To be done: Reproduce the lines from the line containing "in swim shorts" through the line containing "93, 161, 102]]", changing "green hill" to "grassy slope" and leaving everything else as it is.

╭─ Exercise data

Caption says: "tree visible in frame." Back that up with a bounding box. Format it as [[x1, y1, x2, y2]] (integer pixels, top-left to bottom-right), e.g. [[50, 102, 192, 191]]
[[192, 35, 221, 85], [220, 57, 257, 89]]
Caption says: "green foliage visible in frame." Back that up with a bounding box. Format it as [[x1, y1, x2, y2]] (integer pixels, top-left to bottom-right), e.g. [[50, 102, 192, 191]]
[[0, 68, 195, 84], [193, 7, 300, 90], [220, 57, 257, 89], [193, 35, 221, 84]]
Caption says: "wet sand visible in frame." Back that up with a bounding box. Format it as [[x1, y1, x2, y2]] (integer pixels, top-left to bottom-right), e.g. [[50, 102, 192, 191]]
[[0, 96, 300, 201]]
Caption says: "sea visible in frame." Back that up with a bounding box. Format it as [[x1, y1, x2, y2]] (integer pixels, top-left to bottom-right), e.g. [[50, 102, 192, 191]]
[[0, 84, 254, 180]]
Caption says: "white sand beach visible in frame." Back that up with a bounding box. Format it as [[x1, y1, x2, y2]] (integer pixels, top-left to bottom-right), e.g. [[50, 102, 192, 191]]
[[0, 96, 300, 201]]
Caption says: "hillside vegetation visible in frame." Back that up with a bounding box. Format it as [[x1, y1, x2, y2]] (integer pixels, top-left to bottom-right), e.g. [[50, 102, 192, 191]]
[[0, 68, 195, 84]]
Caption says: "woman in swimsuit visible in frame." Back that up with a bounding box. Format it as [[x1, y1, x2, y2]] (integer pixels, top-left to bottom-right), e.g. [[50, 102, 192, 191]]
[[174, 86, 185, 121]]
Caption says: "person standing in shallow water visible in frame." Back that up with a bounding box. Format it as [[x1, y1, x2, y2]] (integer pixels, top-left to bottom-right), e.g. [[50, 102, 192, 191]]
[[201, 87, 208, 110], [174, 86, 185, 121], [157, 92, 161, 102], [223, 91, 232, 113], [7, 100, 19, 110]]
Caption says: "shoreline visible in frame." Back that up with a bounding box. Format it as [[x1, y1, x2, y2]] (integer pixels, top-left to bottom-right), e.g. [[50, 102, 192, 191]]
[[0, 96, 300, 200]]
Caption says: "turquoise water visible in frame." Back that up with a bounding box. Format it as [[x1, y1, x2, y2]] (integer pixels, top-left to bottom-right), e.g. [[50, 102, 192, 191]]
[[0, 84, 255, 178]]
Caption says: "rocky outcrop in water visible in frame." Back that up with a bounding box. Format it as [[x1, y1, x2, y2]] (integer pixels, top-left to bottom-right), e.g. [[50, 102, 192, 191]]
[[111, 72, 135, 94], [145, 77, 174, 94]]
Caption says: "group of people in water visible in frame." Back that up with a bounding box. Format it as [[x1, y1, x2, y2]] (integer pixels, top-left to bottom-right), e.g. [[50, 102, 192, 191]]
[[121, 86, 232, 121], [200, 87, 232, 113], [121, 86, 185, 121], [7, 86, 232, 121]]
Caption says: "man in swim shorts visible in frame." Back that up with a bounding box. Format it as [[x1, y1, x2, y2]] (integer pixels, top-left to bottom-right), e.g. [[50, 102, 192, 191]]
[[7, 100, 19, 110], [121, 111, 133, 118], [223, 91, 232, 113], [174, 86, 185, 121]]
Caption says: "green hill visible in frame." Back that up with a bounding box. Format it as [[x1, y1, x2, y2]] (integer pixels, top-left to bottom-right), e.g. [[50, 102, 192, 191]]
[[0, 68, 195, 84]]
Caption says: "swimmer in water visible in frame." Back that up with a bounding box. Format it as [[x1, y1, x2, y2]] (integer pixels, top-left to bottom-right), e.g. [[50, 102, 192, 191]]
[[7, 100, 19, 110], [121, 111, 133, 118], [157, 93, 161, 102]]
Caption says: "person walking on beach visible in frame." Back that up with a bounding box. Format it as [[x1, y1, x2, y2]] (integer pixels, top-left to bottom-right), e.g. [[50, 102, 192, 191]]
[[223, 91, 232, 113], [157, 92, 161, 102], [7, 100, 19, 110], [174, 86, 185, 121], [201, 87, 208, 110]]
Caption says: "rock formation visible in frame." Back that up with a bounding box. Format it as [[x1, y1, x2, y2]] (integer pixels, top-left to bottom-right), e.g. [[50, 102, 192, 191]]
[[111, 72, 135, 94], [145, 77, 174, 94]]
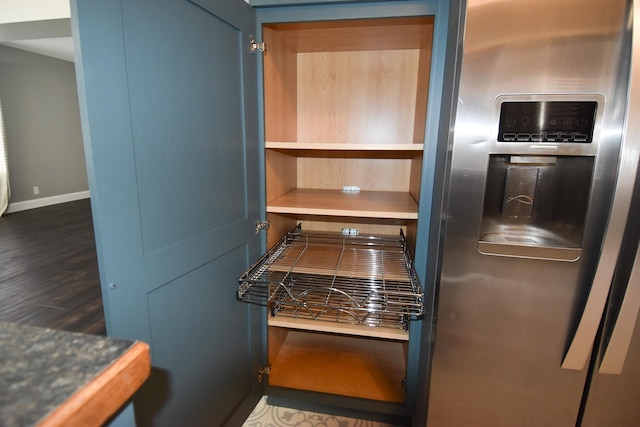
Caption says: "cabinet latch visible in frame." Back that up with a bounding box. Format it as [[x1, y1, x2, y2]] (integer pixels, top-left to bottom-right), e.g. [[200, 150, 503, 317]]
[[258, 365, 271, 383], [249, 35, 267, 53], [256, 220, 269, 234]]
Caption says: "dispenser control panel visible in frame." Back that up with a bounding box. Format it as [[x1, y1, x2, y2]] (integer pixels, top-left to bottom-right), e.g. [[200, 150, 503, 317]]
[[498, 101, 598, 143]]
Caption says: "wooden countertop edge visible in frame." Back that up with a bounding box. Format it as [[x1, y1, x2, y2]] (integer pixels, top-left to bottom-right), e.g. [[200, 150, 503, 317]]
[[38, 341, 151, 427]]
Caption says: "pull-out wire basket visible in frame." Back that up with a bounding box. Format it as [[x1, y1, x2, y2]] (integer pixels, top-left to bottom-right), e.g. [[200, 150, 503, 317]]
[[237, 226, 424, 329]]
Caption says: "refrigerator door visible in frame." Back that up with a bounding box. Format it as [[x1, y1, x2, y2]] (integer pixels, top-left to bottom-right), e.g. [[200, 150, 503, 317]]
[[581, 3, 640, 427], [427, 0, 628, 427], [580, 180, 640, 427]]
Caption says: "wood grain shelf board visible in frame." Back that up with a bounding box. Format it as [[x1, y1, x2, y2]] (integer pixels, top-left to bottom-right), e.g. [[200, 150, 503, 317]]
[[265, 141, 424, 152], [269, 330, 406, 403], [267, 188, 418, 220], [268, 316, 409, 341]]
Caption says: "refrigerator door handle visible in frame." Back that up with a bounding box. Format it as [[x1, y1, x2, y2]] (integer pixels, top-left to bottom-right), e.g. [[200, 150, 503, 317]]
[[598, 246, 640, 375], [562, 213, 630, 371], [562, 2, 640, 370]]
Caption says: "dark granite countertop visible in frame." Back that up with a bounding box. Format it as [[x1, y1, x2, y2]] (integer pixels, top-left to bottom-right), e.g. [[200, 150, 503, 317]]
[[0, 322, 148, 427]]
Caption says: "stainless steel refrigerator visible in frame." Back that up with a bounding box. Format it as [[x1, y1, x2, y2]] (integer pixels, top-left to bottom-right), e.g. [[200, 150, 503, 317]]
[[427, 0, 640, 427]]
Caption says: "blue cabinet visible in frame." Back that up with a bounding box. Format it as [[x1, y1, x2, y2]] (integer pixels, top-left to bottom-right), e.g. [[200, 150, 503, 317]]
[[72, 0, 448, 425]]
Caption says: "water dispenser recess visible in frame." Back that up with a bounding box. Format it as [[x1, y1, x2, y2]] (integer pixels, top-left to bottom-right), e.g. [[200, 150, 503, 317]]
[[478, 154, 594, 261]]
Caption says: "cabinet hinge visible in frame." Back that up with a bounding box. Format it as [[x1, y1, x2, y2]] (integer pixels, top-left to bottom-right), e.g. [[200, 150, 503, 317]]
[[256, 220, 269, 234], [249, 35, 267, 53], [258, 365, 271, 383]]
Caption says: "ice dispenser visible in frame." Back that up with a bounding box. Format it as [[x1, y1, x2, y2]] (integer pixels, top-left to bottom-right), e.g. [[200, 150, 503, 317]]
[[478, 102, 597, 261]]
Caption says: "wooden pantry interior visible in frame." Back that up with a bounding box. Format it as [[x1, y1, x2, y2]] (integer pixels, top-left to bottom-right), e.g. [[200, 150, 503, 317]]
[[238, 10, 434, 413]]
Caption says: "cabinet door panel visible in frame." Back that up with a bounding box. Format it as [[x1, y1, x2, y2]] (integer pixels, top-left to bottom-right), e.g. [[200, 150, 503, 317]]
[[72, 0, 261, 426]]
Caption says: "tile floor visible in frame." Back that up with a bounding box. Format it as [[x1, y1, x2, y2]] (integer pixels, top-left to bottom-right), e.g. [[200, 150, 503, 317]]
[[243, 397, 393, 427]]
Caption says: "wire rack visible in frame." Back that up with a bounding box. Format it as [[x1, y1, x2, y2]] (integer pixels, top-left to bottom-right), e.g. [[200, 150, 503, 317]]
[[237, 226, 424, 329]]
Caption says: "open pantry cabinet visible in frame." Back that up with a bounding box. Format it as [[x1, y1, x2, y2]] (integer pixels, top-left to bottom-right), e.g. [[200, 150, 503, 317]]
[[238, 6, 442, 422]]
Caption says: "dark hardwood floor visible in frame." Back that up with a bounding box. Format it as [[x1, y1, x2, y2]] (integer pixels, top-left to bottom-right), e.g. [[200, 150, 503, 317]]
[[0, 199, 106, 335]]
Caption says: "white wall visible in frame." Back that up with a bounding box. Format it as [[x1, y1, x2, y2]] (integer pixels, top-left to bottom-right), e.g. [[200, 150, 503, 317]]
[[0, 0, 71, 24]]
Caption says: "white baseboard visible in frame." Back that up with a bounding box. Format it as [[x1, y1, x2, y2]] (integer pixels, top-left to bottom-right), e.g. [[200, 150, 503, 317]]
[[7, 190, 90, 213]]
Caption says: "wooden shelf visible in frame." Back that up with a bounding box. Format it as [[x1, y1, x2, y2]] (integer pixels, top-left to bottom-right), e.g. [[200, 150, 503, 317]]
[[269, 327, 406, 403], [267, 188, 418, 220], [265, 141, 424, 152], [268, 316, 409, 341]]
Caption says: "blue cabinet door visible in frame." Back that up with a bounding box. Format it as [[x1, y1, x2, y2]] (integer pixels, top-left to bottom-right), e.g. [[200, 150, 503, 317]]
[[72, 0, 264, 426]]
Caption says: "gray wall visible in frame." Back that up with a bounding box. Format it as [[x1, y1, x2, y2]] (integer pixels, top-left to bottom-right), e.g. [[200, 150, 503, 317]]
[[0, 45, 89, 208]]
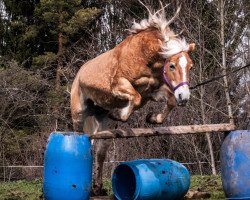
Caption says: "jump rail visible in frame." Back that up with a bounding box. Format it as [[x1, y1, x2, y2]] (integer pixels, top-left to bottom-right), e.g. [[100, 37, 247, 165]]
[[90, 123, 236, 139]]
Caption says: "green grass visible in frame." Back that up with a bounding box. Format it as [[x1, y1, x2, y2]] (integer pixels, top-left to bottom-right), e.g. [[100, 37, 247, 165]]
[[190, 176, 226, 200], [0, 176, 225, 200], [0, 179, 42, 200]]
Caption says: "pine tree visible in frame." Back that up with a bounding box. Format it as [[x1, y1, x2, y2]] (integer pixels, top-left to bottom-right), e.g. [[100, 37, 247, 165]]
[[32, 0, 100, 90]]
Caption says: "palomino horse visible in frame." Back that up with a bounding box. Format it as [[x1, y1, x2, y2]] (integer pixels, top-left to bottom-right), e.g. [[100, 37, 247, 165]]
[[71, 1, 195, 194]]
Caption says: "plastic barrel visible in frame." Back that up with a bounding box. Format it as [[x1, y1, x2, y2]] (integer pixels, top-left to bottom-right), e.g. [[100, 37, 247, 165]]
[[220, 130, 250, 199], [43, 132, 93, 200], [112, 159, 190, 200]]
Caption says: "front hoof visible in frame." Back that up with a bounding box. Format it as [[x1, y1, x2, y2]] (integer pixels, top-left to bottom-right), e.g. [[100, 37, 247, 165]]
[[108, 109, 127, 122], [146, 113, 163, 124]]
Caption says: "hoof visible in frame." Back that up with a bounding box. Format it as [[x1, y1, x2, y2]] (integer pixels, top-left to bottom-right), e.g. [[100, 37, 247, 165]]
[[146, 113, 163, 124], [108, 109, 127, 122]]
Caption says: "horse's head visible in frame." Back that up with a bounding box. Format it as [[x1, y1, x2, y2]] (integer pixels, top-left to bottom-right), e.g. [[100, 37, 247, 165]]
[[162, 39, 195, 106]]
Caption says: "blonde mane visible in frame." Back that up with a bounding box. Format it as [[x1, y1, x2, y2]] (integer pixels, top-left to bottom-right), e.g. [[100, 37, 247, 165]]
[[129, 0, 189, 58]]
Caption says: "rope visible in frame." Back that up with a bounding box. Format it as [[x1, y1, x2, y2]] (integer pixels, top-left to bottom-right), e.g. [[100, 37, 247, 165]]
[[189, 64, 250, 90]]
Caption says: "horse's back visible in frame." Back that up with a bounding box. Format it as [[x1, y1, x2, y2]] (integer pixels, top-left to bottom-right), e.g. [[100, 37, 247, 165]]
[[73, 50, 123, 109]]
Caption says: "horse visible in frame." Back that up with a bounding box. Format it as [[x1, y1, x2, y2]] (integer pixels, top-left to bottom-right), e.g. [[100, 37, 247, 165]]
[[71, 1, 195, 195]]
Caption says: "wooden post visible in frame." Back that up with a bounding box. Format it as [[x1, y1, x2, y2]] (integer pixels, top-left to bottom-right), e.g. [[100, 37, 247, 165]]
[[90, 124, 236, 139]]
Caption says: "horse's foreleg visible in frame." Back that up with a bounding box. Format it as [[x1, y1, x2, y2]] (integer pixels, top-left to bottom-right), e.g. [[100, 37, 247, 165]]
[[146, 86, 176, 124], [93, 116, 114, 196], [93, 139, 111, 196], [70, 83, 85, 132], [110, 78, 141, 121]]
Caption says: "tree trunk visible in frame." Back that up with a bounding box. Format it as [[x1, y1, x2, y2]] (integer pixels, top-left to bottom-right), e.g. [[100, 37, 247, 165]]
[[56, 32, 63, 91], [198, 18, 216, 175], [220, 0, 234, 124]]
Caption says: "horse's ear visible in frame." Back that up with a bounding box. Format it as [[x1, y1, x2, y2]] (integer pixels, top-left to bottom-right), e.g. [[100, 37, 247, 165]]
[[158, 39, 163, 46], [188, 43, 195, 52]]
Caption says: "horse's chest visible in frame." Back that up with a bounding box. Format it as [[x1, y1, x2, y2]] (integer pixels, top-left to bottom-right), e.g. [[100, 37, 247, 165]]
[[134, 76, 159, 96]]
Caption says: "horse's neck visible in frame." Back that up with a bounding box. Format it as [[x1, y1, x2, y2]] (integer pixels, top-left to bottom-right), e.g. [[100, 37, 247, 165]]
[[115, 30, 161, 63]]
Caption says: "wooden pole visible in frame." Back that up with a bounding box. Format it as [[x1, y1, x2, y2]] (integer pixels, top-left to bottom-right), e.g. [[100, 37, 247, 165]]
[[90, 124, 236, 139]]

╰─

Solution:
Caption says: "man in swim shorts visible in frame." Back that up with a bounding box. Format it as [[x1, y1, x2, y2]] (integer pixels, top-left to bottom-right), e.g. [[50, 102, 192, 191]]
[[7, 100, 19, 110], [121, 111, 133, 118], [223, 91, 232, 113], [174, 86, 185, 121]]
Caption says: "grassy slope visible in frame." Back that up with a bounding box. Format it as [[x1, y1, x2, y2]] (integer pixels, top-left to bottom-right), e.g. [[50, 102, 192, 191]]
[[0, 68, 195, 84]]
Caption says: "swimmer in water visible in frame." Back that up with a bounding box. Format it as [[x1, y1, x2, y2]] (integer pixels, top-left to bottom-right), e.g. [[50, 102, 192, 191]]
[[7, 100, 19, 110], [121, 111, 133, 118], [157, 93, 161, 102]]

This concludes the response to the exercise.